(Location identification items)
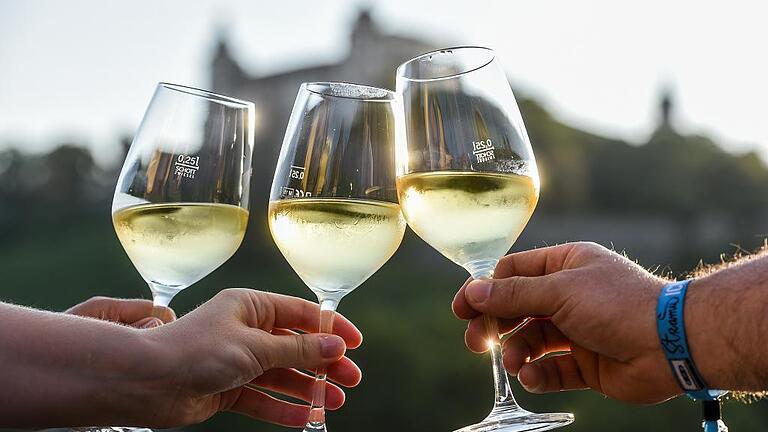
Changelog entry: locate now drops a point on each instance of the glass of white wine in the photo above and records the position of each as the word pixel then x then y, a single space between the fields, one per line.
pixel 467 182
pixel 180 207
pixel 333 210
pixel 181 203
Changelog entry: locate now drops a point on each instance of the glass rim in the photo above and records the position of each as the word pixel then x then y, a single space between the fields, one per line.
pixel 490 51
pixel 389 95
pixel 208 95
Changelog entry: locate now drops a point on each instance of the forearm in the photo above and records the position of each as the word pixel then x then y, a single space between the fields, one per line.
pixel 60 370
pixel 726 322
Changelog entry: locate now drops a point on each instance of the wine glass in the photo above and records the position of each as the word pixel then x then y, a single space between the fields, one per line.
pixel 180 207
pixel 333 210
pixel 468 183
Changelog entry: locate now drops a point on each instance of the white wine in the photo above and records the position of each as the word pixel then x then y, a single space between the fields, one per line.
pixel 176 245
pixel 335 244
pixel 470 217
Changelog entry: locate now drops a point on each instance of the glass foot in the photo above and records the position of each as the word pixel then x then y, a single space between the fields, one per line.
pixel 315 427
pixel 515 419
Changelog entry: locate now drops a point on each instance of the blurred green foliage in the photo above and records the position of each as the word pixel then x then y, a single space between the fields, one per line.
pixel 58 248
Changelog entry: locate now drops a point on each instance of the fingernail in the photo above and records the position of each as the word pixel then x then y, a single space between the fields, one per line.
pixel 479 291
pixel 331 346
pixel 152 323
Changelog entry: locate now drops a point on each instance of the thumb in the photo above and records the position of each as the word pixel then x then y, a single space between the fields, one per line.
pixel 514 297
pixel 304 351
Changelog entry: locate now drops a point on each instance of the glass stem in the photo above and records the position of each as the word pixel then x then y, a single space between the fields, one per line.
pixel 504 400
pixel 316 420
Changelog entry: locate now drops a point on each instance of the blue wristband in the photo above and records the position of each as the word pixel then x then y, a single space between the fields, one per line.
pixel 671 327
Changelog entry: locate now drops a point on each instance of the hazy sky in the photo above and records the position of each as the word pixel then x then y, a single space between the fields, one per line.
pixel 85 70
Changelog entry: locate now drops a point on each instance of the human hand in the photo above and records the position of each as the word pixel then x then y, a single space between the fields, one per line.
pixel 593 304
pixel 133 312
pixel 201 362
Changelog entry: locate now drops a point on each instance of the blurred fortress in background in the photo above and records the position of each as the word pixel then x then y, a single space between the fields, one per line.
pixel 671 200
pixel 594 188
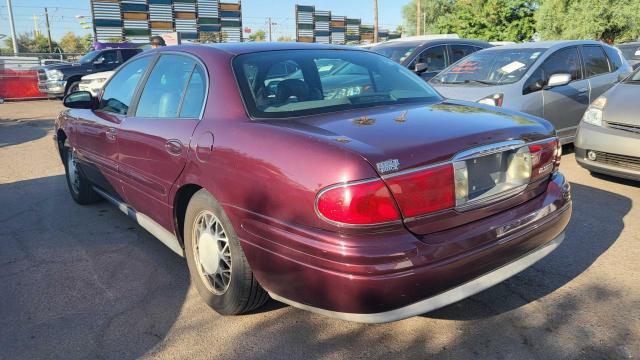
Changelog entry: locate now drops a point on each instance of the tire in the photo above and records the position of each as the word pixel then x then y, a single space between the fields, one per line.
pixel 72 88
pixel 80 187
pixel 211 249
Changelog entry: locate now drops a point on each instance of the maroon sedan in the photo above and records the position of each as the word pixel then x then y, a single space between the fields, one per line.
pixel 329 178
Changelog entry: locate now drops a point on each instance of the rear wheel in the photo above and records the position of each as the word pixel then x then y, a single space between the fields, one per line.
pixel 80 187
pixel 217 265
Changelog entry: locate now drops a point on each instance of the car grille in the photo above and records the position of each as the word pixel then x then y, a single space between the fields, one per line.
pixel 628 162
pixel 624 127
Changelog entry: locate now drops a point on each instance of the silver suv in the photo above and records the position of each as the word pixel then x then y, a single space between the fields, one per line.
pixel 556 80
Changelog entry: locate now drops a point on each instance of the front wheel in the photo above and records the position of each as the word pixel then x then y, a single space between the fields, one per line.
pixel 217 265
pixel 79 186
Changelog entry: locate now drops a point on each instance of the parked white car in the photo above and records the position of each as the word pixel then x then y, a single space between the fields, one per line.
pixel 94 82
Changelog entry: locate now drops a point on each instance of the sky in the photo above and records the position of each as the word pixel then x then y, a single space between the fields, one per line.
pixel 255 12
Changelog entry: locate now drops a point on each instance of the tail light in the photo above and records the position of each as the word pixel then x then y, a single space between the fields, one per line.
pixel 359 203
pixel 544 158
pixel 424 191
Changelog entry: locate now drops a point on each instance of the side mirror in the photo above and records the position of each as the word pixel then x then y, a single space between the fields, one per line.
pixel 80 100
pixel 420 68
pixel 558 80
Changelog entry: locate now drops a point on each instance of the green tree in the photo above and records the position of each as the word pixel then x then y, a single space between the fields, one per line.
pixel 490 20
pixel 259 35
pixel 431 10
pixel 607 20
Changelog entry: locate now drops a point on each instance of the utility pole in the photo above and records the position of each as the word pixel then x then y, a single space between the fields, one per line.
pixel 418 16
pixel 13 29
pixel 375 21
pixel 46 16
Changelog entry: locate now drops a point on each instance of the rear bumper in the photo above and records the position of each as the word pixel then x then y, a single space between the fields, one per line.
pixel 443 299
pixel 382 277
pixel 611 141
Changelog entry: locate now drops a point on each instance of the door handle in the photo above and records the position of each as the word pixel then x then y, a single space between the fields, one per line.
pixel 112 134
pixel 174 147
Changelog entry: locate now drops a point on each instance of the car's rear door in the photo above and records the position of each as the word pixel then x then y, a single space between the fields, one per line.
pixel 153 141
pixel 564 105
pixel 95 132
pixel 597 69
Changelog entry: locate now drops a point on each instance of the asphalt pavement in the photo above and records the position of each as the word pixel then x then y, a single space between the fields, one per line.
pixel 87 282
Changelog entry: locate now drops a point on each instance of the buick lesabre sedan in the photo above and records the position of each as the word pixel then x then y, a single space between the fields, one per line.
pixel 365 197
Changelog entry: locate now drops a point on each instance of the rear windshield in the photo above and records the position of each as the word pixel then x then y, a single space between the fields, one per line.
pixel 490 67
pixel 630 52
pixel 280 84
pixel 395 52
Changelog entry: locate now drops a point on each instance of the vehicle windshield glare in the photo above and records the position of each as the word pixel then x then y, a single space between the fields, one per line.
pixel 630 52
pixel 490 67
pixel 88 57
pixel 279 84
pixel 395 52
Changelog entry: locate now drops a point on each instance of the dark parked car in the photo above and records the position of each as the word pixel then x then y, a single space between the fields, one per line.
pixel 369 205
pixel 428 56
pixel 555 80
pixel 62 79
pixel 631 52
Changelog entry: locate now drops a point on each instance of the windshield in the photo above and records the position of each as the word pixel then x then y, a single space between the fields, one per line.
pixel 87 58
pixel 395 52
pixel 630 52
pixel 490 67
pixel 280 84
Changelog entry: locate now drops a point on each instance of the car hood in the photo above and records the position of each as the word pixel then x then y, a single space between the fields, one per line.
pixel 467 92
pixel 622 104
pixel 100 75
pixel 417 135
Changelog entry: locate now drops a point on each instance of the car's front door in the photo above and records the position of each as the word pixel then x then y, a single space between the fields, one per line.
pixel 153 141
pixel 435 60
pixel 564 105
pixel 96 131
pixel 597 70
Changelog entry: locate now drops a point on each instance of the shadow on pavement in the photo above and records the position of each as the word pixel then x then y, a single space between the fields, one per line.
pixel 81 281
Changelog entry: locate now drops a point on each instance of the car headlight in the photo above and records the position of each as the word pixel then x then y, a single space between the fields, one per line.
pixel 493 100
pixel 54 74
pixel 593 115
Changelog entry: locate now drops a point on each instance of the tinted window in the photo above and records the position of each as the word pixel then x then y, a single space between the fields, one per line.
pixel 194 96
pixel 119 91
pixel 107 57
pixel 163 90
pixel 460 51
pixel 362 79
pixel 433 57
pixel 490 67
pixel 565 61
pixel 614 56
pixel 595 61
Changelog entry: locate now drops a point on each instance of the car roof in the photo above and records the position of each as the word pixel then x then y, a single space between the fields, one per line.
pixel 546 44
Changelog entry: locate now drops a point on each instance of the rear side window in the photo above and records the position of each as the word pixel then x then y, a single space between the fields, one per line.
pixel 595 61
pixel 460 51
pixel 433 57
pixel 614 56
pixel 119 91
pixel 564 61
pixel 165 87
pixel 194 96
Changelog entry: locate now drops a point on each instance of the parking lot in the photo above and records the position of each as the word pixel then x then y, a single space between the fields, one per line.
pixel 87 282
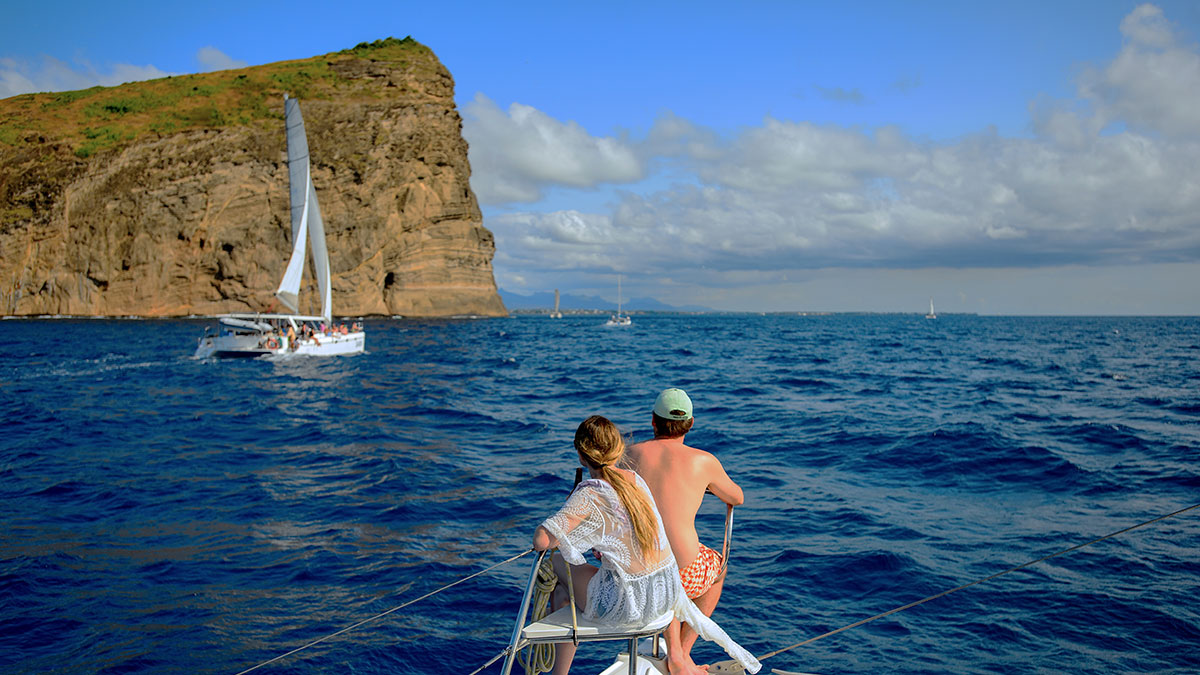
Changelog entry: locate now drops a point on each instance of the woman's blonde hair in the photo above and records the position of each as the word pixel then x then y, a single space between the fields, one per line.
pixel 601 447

> **Problem details**:
Rewrite the listing from the line containing "the rear side" through the end of the listing, changing "parking lot" to "car park" and keeping everything else the same. Leave the pictures out of your answer.

> **Exercise result**:
Changelog entry: locate now drops a point on each instance of the rear side window in the photo above and records the position of each as the word pixel then x then y, a single space between the fields, one per line.
pixel 595 61
pixel 460 51
pixel 433 57
pixel 614 56
pixel 119 91
pixel 564 61
pixel 165 87
pixel 194 96
Changelog entry: locate now drops a point on each instance of the car park in the photo above and records the position of each as the word pixel then x then y, a single space between the fields, one per line.
pixel 87 282
Changelog entry: locate now drops a point on each instance of the woman's blonde hair in the photo above and records the position of each as the word pixel then x then y, a single space between the fields, one per line.
pixel 601 447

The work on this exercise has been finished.